Task description:
Your response should reproduce every line of the entries that contains the word "building".

(Items listed in a dataset)
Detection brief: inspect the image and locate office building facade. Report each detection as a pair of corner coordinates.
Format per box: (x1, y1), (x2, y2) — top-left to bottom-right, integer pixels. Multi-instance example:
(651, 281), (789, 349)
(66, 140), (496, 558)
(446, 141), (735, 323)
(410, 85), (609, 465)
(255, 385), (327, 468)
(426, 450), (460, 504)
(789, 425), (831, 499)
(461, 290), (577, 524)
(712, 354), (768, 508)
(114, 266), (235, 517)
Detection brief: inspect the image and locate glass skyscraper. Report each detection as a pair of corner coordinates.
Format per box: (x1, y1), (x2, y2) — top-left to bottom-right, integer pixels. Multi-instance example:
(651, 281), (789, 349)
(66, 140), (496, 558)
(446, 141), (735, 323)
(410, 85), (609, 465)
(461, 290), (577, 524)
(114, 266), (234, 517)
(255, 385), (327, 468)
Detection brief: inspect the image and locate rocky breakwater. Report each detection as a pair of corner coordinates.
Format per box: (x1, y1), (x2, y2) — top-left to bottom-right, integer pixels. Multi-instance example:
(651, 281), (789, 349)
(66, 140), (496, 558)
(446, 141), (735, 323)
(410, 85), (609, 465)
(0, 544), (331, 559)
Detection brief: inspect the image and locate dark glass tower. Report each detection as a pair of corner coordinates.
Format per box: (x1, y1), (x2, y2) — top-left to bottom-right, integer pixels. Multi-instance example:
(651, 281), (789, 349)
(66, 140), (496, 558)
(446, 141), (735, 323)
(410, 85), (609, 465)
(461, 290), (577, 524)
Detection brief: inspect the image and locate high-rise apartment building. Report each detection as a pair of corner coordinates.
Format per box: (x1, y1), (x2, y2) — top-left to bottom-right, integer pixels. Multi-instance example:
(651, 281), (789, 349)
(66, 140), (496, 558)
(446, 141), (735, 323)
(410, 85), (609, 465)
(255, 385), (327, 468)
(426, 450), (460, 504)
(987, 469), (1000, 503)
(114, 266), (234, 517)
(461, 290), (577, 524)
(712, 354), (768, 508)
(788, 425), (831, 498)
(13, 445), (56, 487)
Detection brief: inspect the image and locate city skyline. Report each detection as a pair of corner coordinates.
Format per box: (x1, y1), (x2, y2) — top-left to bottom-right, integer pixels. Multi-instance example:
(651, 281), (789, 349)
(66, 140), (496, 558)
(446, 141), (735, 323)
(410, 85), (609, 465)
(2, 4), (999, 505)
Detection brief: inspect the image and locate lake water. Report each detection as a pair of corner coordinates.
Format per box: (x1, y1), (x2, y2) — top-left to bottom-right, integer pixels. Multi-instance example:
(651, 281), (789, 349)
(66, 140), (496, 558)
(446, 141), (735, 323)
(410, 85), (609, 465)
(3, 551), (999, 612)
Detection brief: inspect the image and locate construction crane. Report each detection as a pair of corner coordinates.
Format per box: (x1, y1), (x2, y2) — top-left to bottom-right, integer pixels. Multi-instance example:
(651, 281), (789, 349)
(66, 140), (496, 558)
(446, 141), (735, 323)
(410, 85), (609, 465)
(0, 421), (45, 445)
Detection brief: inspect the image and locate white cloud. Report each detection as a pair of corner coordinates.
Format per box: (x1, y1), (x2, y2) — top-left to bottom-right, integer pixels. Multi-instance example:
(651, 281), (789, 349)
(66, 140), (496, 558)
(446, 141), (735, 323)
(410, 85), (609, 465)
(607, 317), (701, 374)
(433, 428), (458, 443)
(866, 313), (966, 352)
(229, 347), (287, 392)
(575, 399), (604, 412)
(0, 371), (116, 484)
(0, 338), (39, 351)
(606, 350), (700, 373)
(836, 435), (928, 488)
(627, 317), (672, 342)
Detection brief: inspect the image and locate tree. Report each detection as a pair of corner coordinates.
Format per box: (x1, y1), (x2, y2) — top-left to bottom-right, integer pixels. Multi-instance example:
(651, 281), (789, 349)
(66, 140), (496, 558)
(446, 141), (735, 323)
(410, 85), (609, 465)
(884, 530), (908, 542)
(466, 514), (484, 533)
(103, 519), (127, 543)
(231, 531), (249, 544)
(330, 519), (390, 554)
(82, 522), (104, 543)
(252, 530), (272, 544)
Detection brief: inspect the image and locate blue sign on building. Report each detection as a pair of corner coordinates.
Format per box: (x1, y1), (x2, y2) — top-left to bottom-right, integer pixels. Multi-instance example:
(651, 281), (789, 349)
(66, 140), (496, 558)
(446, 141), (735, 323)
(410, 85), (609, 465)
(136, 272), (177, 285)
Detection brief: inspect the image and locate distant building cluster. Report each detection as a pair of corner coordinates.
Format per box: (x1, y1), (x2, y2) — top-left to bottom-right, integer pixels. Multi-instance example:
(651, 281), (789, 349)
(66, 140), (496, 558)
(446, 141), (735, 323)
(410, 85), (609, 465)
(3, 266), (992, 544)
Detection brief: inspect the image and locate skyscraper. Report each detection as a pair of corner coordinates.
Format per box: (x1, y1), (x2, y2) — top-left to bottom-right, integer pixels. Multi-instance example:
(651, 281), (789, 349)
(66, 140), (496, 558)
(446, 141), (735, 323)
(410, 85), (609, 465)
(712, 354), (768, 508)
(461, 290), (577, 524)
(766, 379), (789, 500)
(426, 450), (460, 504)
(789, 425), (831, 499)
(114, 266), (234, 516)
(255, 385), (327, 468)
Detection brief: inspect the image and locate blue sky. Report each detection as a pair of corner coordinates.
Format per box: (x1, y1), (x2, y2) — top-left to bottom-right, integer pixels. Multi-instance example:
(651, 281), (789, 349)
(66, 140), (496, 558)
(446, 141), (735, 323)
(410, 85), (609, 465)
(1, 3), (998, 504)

Reply:
Detection brief: inspect the image and locate office building facade. Report each detection as a pair of corner coordinates.
Detection brief: inspect the image and locate high-rise apartment building. Report each detection as a pair of corner coordinates.
Detection brief: inspect the image and locate blue sign on building. Report each detection as a pair of corner coordinates.
Detection brief: inspect the image and locate distant building cluster. Report each detection as a pair of corner coordinates.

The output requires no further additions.